* Short problem:
Copy out the whole listing below line for line, with no changes.

>> begin Exercise input

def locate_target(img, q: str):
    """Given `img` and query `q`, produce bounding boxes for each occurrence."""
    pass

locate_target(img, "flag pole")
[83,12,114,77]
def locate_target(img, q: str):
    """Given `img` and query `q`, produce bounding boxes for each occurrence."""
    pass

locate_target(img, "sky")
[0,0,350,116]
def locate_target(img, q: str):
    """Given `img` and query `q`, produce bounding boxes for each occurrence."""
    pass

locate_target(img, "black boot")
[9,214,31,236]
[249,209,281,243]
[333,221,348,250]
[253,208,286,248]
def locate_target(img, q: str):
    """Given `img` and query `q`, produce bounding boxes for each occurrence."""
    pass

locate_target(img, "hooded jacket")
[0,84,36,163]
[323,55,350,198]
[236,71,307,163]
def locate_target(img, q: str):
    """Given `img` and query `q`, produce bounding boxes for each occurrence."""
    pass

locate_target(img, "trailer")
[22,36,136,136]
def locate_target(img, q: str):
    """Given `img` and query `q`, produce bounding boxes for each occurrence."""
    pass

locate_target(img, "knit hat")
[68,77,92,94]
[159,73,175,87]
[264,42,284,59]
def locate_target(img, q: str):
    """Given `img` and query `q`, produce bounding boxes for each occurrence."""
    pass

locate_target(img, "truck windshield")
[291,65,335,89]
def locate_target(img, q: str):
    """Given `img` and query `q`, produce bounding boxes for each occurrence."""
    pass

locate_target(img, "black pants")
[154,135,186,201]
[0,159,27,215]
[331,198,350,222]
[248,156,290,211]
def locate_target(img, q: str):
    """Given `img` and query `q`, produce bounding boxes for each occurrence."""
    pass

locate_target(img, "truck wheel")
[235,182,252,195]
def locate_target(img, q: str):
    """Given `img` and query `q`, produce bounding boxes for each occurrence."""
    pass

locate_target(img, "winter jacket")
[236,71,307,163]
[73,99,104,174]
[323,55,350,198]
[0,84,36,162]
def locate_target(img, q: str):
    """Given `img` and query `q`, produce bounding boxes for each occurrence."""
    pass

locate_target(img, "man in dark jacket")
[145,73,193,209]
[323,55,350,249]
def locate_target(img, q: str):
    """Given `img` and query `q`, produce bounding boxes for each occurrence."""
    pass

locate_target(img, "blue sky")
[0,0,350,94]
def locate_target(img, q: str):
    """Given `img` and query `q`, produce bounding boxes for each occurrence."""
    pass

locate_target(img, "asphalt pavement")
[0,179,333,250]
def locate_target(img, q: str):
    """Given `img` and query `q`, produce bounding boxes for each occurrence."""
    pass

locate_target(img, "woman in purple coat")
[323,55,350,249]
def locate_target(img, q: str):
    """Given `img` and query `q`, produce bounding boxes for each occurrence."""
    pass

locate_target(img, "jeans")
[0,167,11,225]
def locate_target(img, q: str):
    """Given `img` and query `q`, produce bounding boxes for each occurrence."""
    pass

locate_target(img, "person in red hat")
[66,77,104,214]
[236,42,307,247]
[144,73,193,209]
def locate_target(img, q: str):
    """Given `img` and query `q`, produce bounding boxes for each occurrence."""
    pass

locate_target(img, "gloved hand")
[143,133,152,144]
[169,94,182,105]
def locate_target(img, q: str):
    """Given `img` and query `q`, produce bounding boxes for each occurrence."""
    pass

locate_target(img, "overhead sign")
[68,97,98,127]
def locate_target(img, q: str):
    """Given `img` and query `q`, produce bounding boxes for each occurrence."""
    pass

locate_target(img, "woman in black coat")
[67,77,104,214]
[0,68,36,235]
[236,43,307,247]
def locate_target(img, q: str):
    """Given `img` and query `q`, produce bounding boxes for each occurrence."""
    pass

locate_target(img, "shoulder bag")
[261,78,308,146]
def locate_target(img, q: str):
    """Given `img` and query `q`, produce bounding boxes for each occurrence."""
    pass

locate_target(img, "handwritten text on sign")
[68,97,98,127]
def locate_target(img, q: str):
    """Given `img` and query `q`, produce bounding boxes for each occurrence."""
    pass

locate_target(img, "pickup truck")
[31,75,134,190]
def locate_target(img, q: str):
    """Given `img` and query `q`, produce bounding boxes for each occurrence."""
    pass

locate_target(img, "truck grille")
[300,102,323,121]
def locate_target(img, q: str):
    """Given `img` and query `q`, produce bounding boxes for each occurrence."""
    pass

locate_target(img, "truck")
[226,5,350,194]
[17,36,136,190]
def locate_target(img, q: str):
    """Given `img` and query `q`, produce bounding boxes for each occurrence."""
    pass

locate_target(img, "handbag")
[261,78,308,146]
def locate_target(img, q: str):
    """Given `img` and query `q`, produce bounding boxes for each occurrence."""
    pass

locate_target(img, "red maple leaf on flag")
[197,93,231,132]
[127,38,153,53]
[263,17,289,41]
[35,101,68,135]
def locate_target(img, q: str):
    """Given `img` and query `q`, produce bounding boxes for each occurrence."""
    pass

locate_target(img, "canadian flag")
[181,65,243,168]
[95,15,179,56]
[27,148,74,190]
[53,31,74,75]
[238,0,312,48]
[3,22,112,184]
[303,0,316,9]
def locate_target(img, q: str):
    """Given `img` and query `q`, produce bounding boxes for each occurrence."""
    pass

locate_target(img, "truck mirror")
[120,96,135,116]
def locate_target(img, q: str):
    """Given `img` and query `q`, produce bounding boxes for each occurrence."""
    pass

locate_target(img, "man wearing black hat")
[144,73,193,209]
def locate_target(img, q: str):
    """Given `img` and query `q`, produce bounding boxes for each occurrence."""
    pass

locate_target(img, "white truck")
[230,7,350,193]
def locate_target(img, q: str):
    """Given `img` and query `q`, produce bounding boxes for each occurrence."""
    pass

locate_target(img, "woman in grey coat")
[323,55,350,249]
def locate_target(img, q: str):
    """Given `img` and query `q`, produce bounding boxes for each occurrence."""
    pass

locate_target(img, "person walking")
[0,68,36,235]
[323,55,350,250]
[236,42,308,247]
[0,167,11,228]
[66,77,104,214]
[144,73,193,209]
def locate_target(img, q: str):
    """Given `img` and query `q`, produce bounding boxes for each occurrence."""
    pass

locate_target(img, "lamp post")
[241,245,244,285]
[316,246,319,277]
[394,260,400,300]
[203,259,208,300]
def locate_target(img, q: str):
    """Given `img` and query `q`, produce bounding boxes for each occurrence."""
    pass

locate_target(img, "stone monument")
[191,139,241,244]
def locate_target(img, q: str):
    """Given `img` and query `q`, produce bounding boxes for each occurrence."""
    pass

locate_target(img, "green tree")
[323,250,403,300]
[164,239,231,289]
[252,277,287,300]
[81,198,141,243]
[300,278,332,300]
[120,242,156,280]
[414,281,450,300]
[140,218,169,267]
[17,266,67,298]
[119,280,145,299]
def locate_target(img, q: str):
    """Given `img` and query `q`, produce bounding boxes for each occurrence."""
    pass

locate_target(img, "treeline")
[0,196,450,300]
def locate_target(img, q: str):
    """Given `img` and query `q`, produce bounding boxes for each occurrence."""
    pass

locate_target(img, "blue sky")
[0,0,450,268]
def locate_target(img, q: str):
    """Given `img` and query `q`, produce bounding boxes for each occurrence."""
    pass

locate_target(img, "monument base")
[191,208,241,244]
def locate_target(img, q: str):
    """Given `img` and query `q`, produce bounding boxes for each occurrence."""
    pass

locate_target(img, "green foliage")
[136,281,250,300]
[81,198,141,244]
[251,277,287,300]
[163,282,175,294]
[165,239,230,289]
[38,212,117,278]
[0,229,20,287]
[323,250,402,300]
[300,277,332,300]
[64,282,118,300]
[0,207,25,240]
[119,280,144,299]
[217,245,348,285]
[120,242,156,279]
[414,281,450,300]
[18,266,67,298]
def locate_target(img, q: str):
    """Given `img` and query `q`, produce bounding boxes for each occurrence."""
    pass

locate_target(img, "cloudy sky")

>> end Exercise input

* Exercise output:
def locate_target(img, q: str):
    """Given `img` and query `q`, produce bounding boxes for each occurrence."""
    pass

locate_target(img, "flag pole")
[83,12,114,77]
def locate_target(img, q: str):
    """Given `img` and query `q`, produce bounding boxes for each occurrence."""
    pass

locate_target(img, "sky")
[0,0,350,116]
def locate_target(img, q: str):
    """Given `img` and query `q`, produce bounding boxes for each occurrence."""
    pass

locate_target(img, "black boot")
[9,214,31,236]
[249,209,281,243]
[333,221,348,250]
[253,208,286,248]
def locate_target(img, q: str):
    """Given `img` and query `q`, produce bounding boxes for each occurrence."""
    pass

locate_target(img, "hooded jacket")
[0,84,36,163]
[323,55,350,198]
[236,71,307,163]
def locate_target(img, q: str):
    """Given `img` and query `q`, produce bounding boxes for each occurrence."""
    pass

locate_target(img, "trailer")
[22,36,136,136]
def locate_target(img, q: str):
    """Given `img` and query `q`, produce bounding boxes for each occurrence."""
    pass

locate_target(img, "knit hat")
[68,77,92,94]
[159,73,175,87]
[264,42,284,59]
def locate_target(img, q: str):
    """Given `img` and query `q`, produce bounding boxes for each occurrence."""
    pass

locate_target(img, "truck windshield")
[291,65,335,89]
def locate_target(img, q: str):
    """Given `img` and query `q`, produce bounding boxes for each occurrence."""
    pass

locate_target(img, "black pants")
[154,135,186,201]
[0,159,27,215]
[331,198,350,222]
[248,156,290,211]
def locate_target(img, q: str):
    """Given `img` and query `q`, produce bounding boxes for each occurrence."""
    pass

locate_target(img, "truck wheel")
[235,182,252,195]
def locate_target(img, q: str):
    """Given `img` and query `q`, produce bounding boxes for each occurrence."""
    pass

locate_target(img, "winter jacket")
[236,71,307,163]
[73,99,104,174]
[323,55,350,198]
[0,84,36,162]
def locate_target(img, q: str):
    """Given `img` and query `q`, produce bounding boxes for each occurrence."""
    pass

locate_target(img, "man in dark jacket")
[145,73,193,209]
[323,55,350,249]
def locate_target(img, q: str):
    """Given `img` and query `q`, produce bounding boxes for each occurrence."""
    pass

locate_target(img, "blue sky")
[0,0,350,94]
def locate_target(img, q: str):
    """Given `img` and query `q`, produce bounding boxes for each occurrence."""
    pass

locate_target(img, "asphalt pavement")
[0,179,333,250]
def locate_target(img, q: str):
    """Given `img` and query `q`, produce bounding boxes for each occurrence."""
    pass

locate_target(img, "woman in purple coat")
[323,55,350,249]
def locate_target(img, q: str):
    """Given `img` and query `q`, produce bounding boxes for each occurrence."""
    pass

locate_target(img, "jeans")
[0,167,11,225]
def locate_target(img, q: str):
    """Given `img` and query `q`, produce bounding boxes for each occurrence."""
    pass

locate_target(img, "person in red hat")
[66,77,104,214]
[236,42,307,247]
[144,73,193,209]
def locate_target(img, q: str):
    """Given `img` and query `q`, produce bounding boxes for each occurrence."""
    pass

locate_target(img, "gloved hand")
[143,133,152,144]
[169,94,182,105]
def locate_target(img, q: str):
    """Given `img` and query `q`, produce bounding boxes for each occurrence."""
    pass

locate_target(img, "overhead sign")
[68,97,98,127]
def locate_target(img, q: str):
    """Given `img` and query `q`, produce bounding boxes for each occurrence."""
    pass

locate_target(img, "woman in black coat")
[67,77,104,214]
[0,68,36,235]
[236,43,307,247]
def locate_target(img, q: str):
    """Given `img` and query `q`, produce bounding boxes for each occurrence."""
    pass

locate_target(img, "shoulder bag")
[261,78,308,146]
def locate_target(img, q: str):
    """Given `img` and query `q`, produce bounding boxes for each occurrence."""
    pass

locate_target(img, "handwritten text on sign")
[68,97,98,127]
def locate_target(img, q: str):
    """Given `img` and query `q`, produce bounding boxes for each occurrence."""
    pass

locate_target(img, "pickup truck")
[31,75,134,190]
def locate_target(img, q: str):
    """Given `img` and query `q`, produce bounding boxes for each occurrence."""
    pass

locate_target(img, "truck grille")
[300,102,323,121]
def locate_target(img, q: str):
    """Given `img` and query `q`, produce bounding boxes for each occurrence."""
    pass

locate_target(img, "truck")
[226,5,350,194]
[17,36,136,190]
def locate_target(img, q: str):
    """Given `img` and query `q`, produce bounding boxes for each occurrence."""
    pass

locate_target(img, "handbag")
[261,78,308,146]
def locate_target(img, q: str):
    """Given `img` and query `q`, produce bounding boxes for each occurrence."""
    pass

locate_target(img, "red maple leaf on flag")
[197,93,231,132]
[127,38,153,53]
[263,17,289,41]
[35,101,68,135]
def locate_target(img, q: str):
    """Given `img` and query `q`, produce bounding boxes for each occurrence."""
    pass

locate_target(img, "canadian flag")
[181,65,243,168]
[95,15,179,56]
[27,148,74,190]
[53,31,74,75]
[238,0,312,48]
[3,22,112,184]
[303,0,316,9]
def locate_target(img, q: str):
    """Given `img` and query `q`, produce bounding boxes for each occurrence."""
    pass

locate_target(img, "truck mirror")
[120,96,135,116]
def locate_target(img, q: str):
    """Given `img` and query `q`, produce bounding boxes for each occurrence."""
    pass

locate_target(img, "man wearing black hat")
[144,73,193,209]
def locate_target(img, q: str):
    """Given `img` and query `q`, produce bounding boxes for each occurrence."""
    pass

locate_target(img, "white truck")
[230,7,350,193]
def locate_target(img, q: str):
    """Given `img` and query `q`, produce bounding boxes for each occurrence."""
    pass

locate_target(img, "woman in grey coat")
[323,55,350,249]
def locate_target(img, q: str):
    """Given `img` and query `q`, produce bounding boxes for each occurrence."""
    pass

locate_target(img, "person walking")
[0,68,36,235]
[323,55,350,250]
[236,42,308,247]
[0,167,11,228]
[66,77,104,214]
[144,73,193,209]
def locate_target(img, q: str):
    """Given `img` and query `q`, produce bounding boxes for each occurrence."""
    pass

locate_target(img, "lamp post")
[241,245,244,285]
[316,246,319,277]
[394,260,400,300]
[203,259,208,300]
def locate_target(img, q: str):
    """Given `img` and query `q`, produce bounding boxes for each occurrence."""
    pass

locate_target(img, "stone monument")
[191,139,241,244]
def locate_target(img, q: str):
    """Given `img` and query `q`, produce bounding boxes for each occurrence."""
    pass

locate_target(img, "green tree")
[323,250,403,300]
[164,239,231,289]
[252,277,287,300]
[81,198,141,243]
[300,278,332,300]
[120,242,156,280]
[414,281,450,300]
[140,218,169,267]
[17,266,67,298]
[119,280,145,299]
def locate_target(img, q: str):
    """Given `img` and query `q`, produce bounding boxes for each occurrence."""
    pass

locate_target(img, "treeline")
[0,196,450,300]
def locate_target(img, q: str):
    """Given `img` and query `q`, produce bounding boxes for each occurrence."""
    pass

locate_target(img, "blue sky")
[0,0,450,268]
def locate_target(img, q: str):
    """Given `img` and query `q`, produce bounding boxes for each occurrence."""
    pass

locate_target(img, "monument base")
[191,208,241,244]
def locate_target(img, q: str):
    """Given `img` and query `q`, produce bounding boxes for each occurrence."""
    pass

locate_target(img, "green foliage")
[136,281,250,300]
[81,198,141,244]
[251,277,287,300]
[163,282,175,294]
[165,239,230,289]
[38,212,117,278]
[0,229,20,287]
[323,250,402,300]
[300,277,332,300]
[64,282,118,300]
[0,207,25,240]
[119,280,144,299]
[217,245,348,285]
[120,242,156,279]
[414,281,450,300]
[18,266,67,298]
def locate_target(img, q: str):
    """Given `img` and query `q`, produce bounding boxes for each occurrence."""
    pass

locate_target(img, "cloudy sky")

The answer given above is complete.